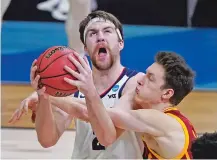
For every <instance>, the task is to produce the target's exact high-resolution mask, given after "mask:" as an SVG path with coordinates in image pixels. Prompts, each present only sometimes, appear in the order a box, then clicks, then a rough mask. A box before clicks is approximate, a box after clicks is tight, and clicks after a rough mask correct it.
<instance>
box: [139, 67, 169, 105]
mask: <svg viewBox="0 0 217 160" xmlns="http://www.w3.org/2000/svg"><path fill="white" fill-rule="evenodd" d="M164 73H165V71H164V68H163V67H162V66H161V65H160V64H158V63H153V64H152V65H151V66H150V67H148V68H147V70H146V74H145V75H144V76H142V77H141V78H140V79H139V80H138V85H137V88H136V95H135V101H136V102H137V103H149V104H158V103H162V102H168V101H169V98H170V97H171V93H172V92H171V89H162V86H163V85H164ZM144 106H145V105H144Z"/></svg>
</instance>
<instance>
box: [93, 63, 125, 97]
mask: <svg viewBox="0 0 217 160" xmlns="http://www.w3.org/2000/svg"><path fill="white" fill-rule="evenodd" d="M123 69H124V67H123V66H122V65H121V63H120V61H117V62H116V63H114V64H113V66H112V67H111V68H110V69H108V70H98V69H96V68H95V67H94V66H93V81H94V84H95V87H96V89H97V91H98V92H99V94H101V93H103V92H104V91H105V90H106V89H108V88H109V87H110V86H111V85H113V84H114V82H115V81H116V80H117V79H118V77H119V76H120V74H121V73H122V71H123Z"/></svg>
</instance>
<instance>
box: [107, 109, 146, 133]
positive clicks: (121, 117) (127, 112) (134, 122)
mask: <svg viewBox="0 0 217 160" xmlns="http://www.w3.org/2000/svg"><path fill="white" fill-rule="evenodd" d="M107 112H108V113H109V115H110V117H111V119H112V121H113V123H114V125H115V126H116V127H118V128H121V129H124V130H131V131H135V132H144V131H145V128H144V126H146V125H144V124H143V123H142V122H141V121H140V120H139V119H138V117H135V116H134V115H133V114H132V113H133V111H124V110H122V109H116V108H109V109H107Z"/></svg>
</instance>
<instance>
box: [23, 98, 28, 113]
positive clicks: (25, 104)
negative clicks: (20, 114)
mask: <svg viewBox="0 0 217 160" xmlns="http://www.w3.org/2000/svg"><path fill="white" fill-rule="evenodd" d="M28 106H29V103H28V101H26V102H25V103H24V113H25V114H28Z"/></svg>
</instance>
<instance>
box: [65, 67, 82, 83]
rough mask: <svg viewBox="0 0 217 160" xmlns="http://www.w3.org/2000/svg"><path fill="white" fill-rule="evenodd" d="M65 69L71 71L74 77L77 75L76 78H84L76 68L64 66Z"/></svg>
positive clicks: (73, 76) (75, 76)
mask: <svg viewBox="0 0 217 160" xmlns="http://www.w3.org/2000/svg"><path fill="white" fill-rule="evenodd" d="M64 69H65V70H66V71H67V72H69V73H70V74H71V75H72V76H73V77H75V78H77V79H79V80H81V79H82V76H81V75H80V74H79V73H77V72H75V71H74V70H72V69H71V68H70V67H68V66H64Z"/></svg>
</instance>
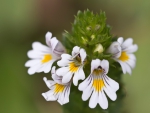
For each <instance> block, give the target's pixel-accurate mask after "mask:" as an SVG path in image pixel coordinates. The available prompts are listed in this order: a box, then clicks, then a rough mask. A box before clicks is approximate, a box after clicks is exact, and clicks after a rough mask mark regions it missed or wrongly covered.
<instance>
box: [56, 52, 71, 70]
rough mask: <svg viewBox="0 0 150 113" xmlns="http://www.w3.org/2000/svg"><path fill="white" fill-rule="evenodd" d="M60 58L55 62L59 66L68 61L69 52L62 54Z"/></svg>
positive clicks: (69, 58) (64, 63)
mask: <svg viewBox="0 0 150 113" xmlns="http://www.w3.org/2000/svg"><path fill="white" fill-rule="evenodd" d="M61 57H62V59H61V60H59V61H58V62H57V65H58V66H60V67H64V66H67V65H68V64H69V63H70V62H72V61H70V59H71V56H70V55H69V54H62V55H61Z"/></svg>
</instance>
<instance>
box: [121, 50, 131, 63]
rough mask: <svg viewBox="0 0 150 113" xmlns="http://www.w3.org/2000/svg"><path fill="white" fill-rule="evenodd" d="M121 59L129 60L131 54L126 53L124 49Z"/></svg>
mask: <svg viewBox="0 0 150 113" xmlns="http://www.w3.org/2000/svg"><path fill="white" fill-rule="evenodd" d="M119 60H121V61H123V62H125V61H127V60H129V56H128V55H127V53H126V52H125V51H123V52H122V53H121V56H120V57H119Z"/></svg>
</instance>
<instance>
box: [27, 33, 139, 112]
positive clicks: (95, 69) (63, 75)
mask: <svg viewBox="0 0 150 113" xmlns="http://www.w3.org/2000/svg"><path fill="white" fill-rule="evenodd" d="M45 37H46V44H47V46H45V45H43V44H41V43H40V42H34V43H33V44H32V48H33V50H30V51H29V52H28V54H27V55H28V57H29V58H30V59H31V60H29V61H27V62H26V64H25V66H26V67H29V69H28V73H29V74H30V75H32V74H34V73H39V72H44V73H49V72H50V71H51V75H52V79H53V80H47V78H46V77H44V78H43V80H44V82H45V83H46V85H47V87H48V88H49V89H50V90H49V91H48V92H45V93H42V96H43V97H44V98H45V99H46V100H47V101H56V100H57V101H58V102H59V103H60V104H61V105H63V104H66V103H68V102H69V95H70V89H71V84H72V83H73V85H75V86H78V89H79V90H80V91H82V92H83V93H82V100H83V101H86V100H88V99H89V98H90V100H89V107H90V108H95V107H96V105H97V104H99V105H100V106H101V108H102V109H107V108H108V100H107V98H106V95H107V96H108V97H109V98H110V99H111V100H112V101H115V100H116V99H117V95H116V91H117V90H118V89H119V84H118V83H117V82H116V81H115V80H113V79H111V78H110V77H108V75H107V74H108V73H109V66H110V62H109V61H110V60H113V61H114V62H118V63H119V64H120V66H121V68H122V71H123V73H124V74H125V73H129V74H131V69H133V68H134V67H135V63H136V57H135V55H134V54H133V53H134V52H135V51H137V49H138V46H137V45H136V44H133V39H132V38H128V39H126V40H125V41H124V40H123V38H122V37H119V38H118V40H117V41H114V42H112V43H110V44H109V46H108V48H105V49H104V48H103V44H97V45H96V46H95V47H96V48H95V49H94V50H93V52H94V53H96V54H101V53H103V52H105V53H107V54H110V56H111V57H109V58H108V59H104V58H103V59H100V58H99V57H98V58H92V54H93V53H91V54H90V52H89V51H88V53H87V52H86V50H85V49H84V48H83V47H79V46H78V45H76V46H74V47H73V48H72V51H71V52H70V53H71V54H68V52H67V50H66V49H65V47H64V46H63V45H62V44H61V42H59V41H58V40H57V38H56V37H52V33H50V32H48V33H47V34H46V36H45ZM83 42H84V43H85V41H83ZM86 47H87V46H86ZM88 48H89V49H90V47H89V45H88ZM89 57H90V58H91V59H92V60H89V59H90V58H89ZM54 62H57V66H59V67H58V68H57V69H56V67H55V66H53V67H52V65H53V63H54ZM89 62H91V63H89ZM86 65H90V67H91V72H90V73H89V75H86V74H85V71H86ZM116 76H117V75H116ZM86 77H87V78H86ZM79 80H84V81H83V82H81V83H80V84H79V85H78V81H79Z"/></svg>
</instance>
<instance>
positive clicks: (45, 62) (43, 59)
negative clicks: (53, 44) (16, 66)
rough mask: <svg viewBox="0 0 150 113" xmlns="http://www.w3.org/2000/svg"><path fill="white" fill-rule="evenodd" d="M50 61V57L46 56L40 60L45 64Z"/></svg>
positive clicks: (51, 56)
mask: <svg viewBox="0 0 150 113" xmlns="http://www.w3.org/2000/svg"><path fill="white" fill-rule="evenodd" d="M51 59H52V55H50V54H46V55H44V58H43V59H42V61H41V62H42V63H46V62H49V61H50V60H51Z"/></svg>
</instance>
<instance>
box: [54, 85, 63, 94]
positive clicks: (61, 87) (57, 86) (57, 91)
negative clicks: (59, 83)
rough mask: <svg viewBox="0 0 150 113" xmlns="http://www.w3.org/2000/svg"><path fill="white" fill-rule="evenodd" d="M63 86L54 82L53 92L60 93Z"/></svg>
mask: <svg viewBox="0 0 150 113" xmlns="http://www.w3.org/2000/svg"><path fill="white" fill-rule="evenodd" d="M64 88H65V86H64V85H61V84H55V89H54V92H55V93H61V92H63V90H64Z"/></svg>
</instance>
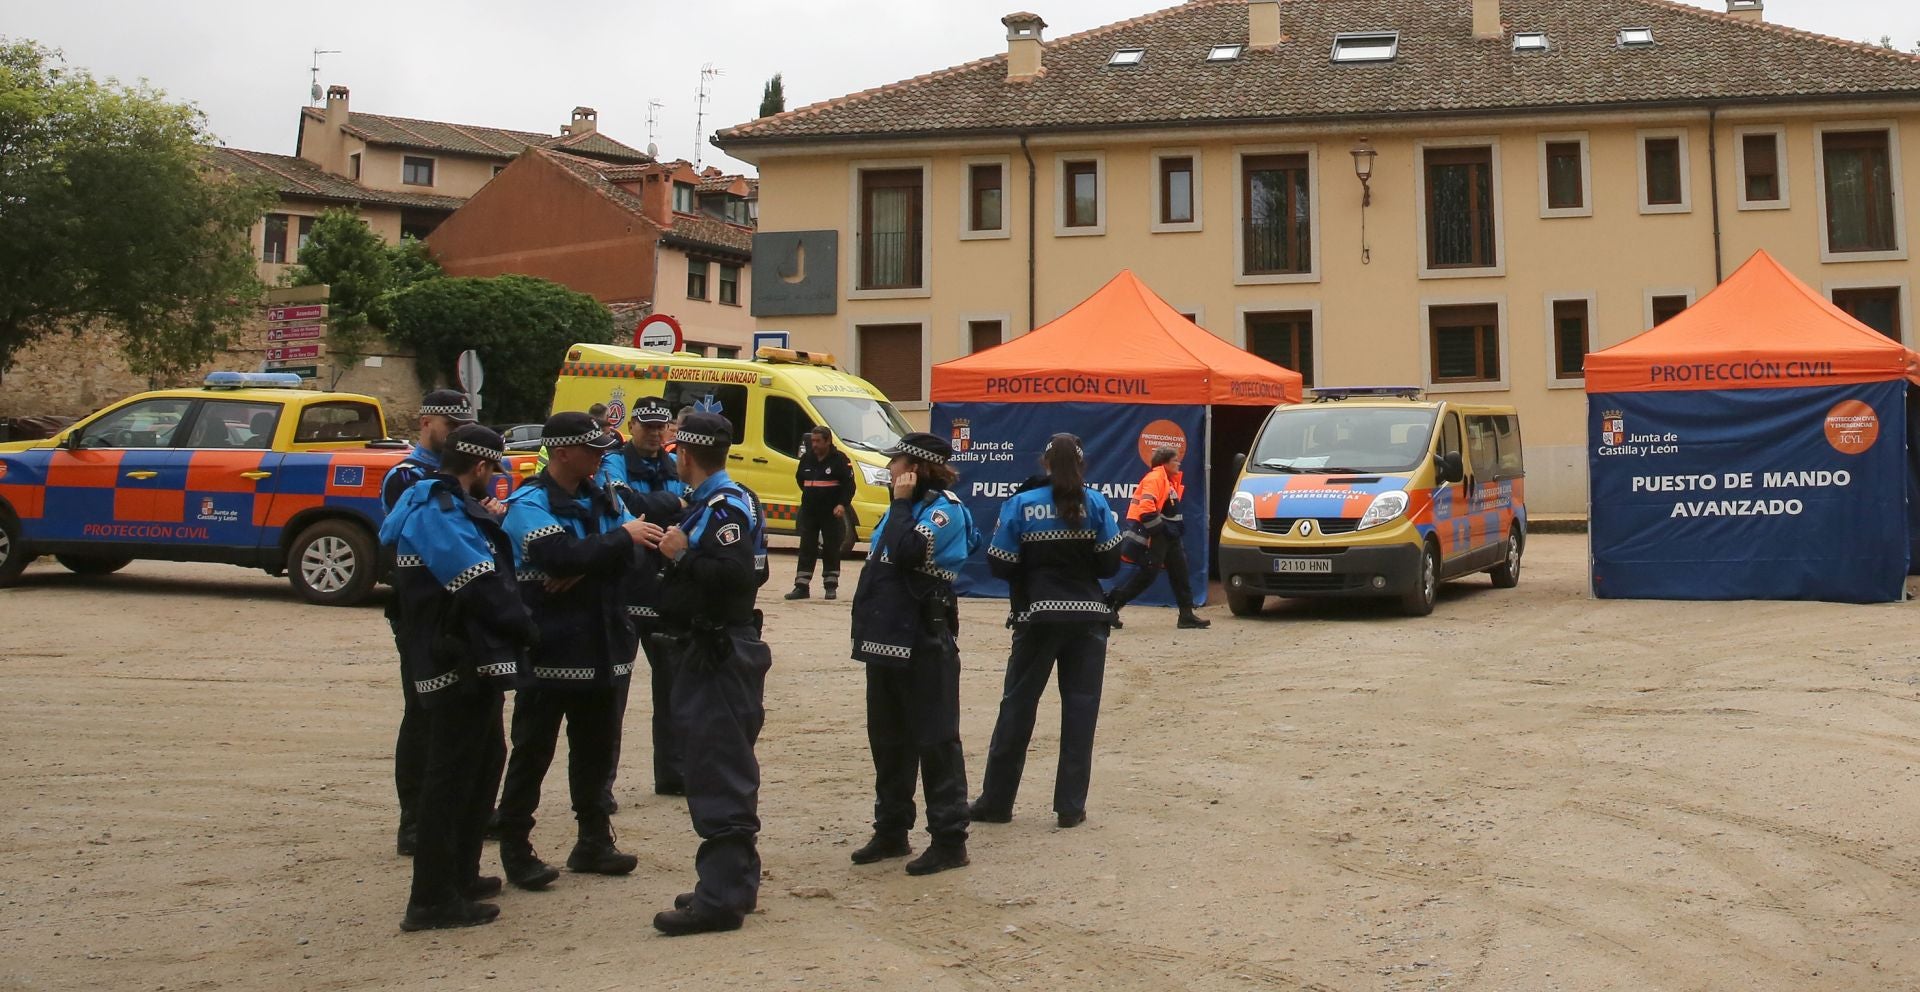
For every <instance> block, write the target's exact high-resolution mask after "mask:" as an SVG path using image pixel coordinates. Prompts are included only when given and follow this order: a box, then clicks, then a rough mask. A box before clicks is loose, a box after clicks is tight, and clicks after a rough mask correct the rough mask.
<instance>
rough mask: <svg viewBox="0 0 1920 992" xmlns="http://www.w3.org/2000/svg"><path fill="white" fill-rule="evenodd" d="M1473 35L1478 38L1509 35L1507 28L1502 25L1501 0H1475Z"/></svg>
mask: <svg viewBox="0 0 1920 992" xmlns="http://www.w3.org/2000/svg"><path fill="white" fill-rule="evenodd" d="M1473 36H1475V38H1478V40H1500V38H1505V36H1507V29H1503V27H1500V0H1473Z"/></svg>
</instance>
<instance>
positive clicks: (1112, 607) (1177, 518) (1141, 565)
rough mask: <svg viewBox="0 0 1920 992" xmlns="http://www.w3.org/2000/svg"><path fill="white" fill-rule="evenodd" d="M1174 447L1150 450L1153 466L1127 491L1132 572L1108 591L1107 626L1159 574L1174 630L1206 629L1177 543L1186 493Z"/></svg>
mask: <svg viewBox="0 0 1920 992" xmlns="http://www.w3.org/2000/svg"><path fill="white" fill-rule="evenodd" d="M1179 455H1181V453H1179V449H1173V447H1158V449H1154V464H1152V468H1148V470H1146V478H1142V480H1140V485H1139V487H1137V489H1135V491H1133V505H1131V507H1127V528H1129V533H1127V545H1129V551H1127V560H1131V562H1133V574H1131V576H1129V578H1127V581H1123V583H1119V585H1117V587H1116V589H1114V591H1112V593H1110V595H1108V606H1112V608H1114V614H1112V620H1110V624H1112V626H1116V627H1119V626H1121V622H1119V608H1121V606H1125V604H1127V602H1133V601H1135V599H1137V597H1139V595H1140V593H1144V591H1146V587H1148V585H1152V583H1154V579H1158V578H1160V572H1165V574H1167V583H1169V585H1173V601H1175V602H1179V606H1181V620H1179V629H1206V627H1210V626H1212V624H1208V622H1206V620H1200V616H1198V614H1196V612H1194V589H1192V578H1190V576H1188V572H1187V551H1185V549H1183V547H1181V533H1183V526H1185V524H1183V522H1181V499H1185V497H1187V482H1185V478H1183V476H1181V462H1179Z"/></svg>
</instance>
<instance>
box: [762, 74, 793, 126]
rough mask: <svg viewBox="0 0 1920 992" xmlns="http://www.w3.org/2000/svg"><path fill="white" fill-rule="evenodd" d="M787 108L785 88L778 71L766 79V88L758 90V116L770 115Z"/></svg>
mask: <svg viewBox="0 0 1920 992" xmlns="http://www.w3.org/2000/svg"><path fill="white" fill-rule="evenodd" d="M783 109H787V88H785V86H783V84H781V83H780V73H774V79H768V81H766V88H764V90H760V117H772V115H776V113H780V111H783Z"/></svg>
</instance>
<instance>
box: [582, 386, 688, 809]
mask: <svg viewBox="0 0 1920 992" xmlns="http://www.w3.org/2000/svg"><path fill="white" fill-rule="evenodd" d="M672 420H674V414H672V411H668V409H666V405H664V403H660V401H659V399H647V401H641V405H637V407H634V416H630V418H628V428H630V439H628V443H626V445H624V447H618V449H612V451H609V453H607V455H605V457H603V459H601V474H599V482H601V485H605V487H607V491H611V493H614V495H616V497H620V501H622V503H624V505H626V508H628V512H632V514H634V516H641V518H645V520H647V522H649V524H659V526H662V528H666V526H670V524H676V522H678V520H680V514H682V510H684V508H685V495H687V484H684V482H680V464H678V461H676V459H674V457H672V455H668V453H666V451H664V441H666V426H668V424H670V422H672ZM636 555H637V556H639V558H637V564H636V570H634V576H632V589H630V599H628V606H626V612H628V616H630V618H634V627H636V633H637V635H639V650H641V652H645V656H647V670H649V672H651V675H653V792H655V794H659V796H682V794H685V787H684V785H682V781H680V748H678V744H674V723H672V689H674V666H672V664H670V662H668V658H664V656H662V654H660V649H659V647H657V645H655V643H653V639H651V635H653V633H659V629H660V568H662V566H664V562H662V560H660V556H659V551H655V549H649V547H639V549H636ZM628 685H632V679H628V681H622V683H620V687H618V693H620V704H618V712H620V725H616V727H614V750H612V762H614V768H612V771H611V773H609V775H607V796H605V798H607V812H609V814H612V812H618V810H620V804H618V802H614V798H612V783H614V777H618V773H620V735H622V727H624V723H626V695H628Z"/></svg>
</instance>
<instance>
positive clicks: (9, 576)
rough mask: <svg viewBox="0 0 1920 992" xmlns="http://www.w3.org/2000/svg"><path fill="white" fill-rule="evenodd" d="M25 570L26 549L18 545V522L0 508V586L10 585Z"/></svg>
mask: <svg viewBox="0 0 1920 992" xmlns="http://www.w3.org/2000/svg"><path fill="white" fill-rule="evenodd" d="M25 568H27V547H25V545H21V543H19V520H13V514H10V512H6V508H0V585H12V583H13V579H17V578H19V574H21V570H25Z"/></svg>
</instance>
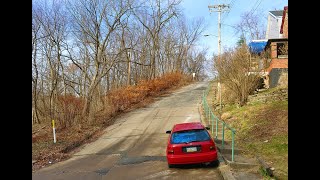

◆ What this task involves
How many lines of the listing above contain the word "positive"? Reply with the number alone.

◆ Finished task
10